___ Data shown ___

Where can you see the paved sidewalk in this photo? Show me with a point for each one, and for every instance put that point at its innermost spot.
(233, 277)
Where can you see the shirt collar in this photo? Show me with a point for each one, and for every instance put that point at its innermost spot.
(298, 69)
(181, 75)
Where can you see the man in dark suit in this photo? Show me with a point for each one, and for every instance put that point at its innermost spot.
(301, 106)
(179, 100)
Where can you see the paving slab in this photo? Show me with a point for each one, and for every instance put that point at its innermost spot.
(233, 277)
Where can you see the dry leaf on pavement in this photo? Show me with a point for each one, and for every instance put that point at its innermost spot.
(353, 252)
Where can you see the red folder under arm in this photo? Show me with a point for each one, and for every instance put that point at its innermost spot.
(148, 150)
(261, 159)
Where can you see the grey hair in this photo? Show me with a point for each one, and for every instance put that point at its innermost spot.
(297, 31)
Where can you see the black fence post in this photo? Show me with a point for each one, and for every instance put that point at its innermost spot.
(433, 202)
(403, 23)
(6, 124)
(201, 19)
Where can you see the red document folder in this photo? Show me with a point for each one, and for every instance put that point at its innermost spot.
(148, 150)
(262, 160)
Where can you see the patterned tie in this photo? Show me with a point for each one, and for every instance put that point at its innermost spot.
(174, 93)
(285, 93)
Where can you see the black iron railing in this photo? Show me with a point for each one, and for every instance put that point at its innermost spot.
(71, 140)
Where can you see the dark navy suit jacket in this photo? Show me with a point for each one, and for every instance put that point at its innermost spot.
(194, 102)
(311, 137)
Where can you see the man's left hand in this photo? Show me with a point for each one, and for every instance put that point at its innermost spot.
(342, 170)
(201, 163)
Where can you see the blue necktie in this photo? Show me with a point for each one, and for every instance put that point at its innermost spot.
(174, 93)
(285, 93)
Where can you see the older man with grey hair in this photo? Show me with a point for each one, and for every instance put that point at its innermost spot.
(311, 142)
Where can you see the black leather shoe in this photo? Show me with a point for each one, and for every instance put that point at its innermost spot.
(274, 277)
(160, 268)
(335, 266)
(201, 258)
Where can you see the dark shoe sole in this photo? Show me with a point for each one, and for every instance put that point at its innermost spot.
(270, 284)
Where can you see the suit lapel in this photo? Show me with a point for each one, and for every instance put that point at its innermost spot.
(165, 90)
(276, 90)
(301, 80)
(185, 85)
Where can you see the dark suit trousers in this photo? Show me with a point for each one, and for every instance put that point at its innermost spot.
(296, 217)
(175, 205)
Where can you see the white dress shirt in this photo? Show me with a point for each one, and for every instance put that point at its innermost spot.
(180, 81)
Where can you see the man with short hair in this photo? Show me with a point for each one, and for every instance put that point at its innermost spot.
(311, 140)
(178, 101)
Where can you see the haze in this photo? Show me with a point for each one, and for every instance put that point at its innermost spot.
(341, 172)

___

◆ **What you need to do**: Write out the items again from the line containing "Where can you see the white" through the end of the items, inclusive. Substitute "central" for "innermost" and keep everything else the same.

◆ **Exercise solution**:
Where can you see the white dress shirt in this photo? Show me with a point for each one, and for every instance put that point at its central spot.
(180, 81)
Where can you see the man with short hair in this photo? Show me with a point for each one, and for every instance put that point at its central spot.
(311, 140)
(178, 101)
Where can you see the haze in this photo? Show me with a point for each one, and for every instance put that point at its central spot.
(341, 172)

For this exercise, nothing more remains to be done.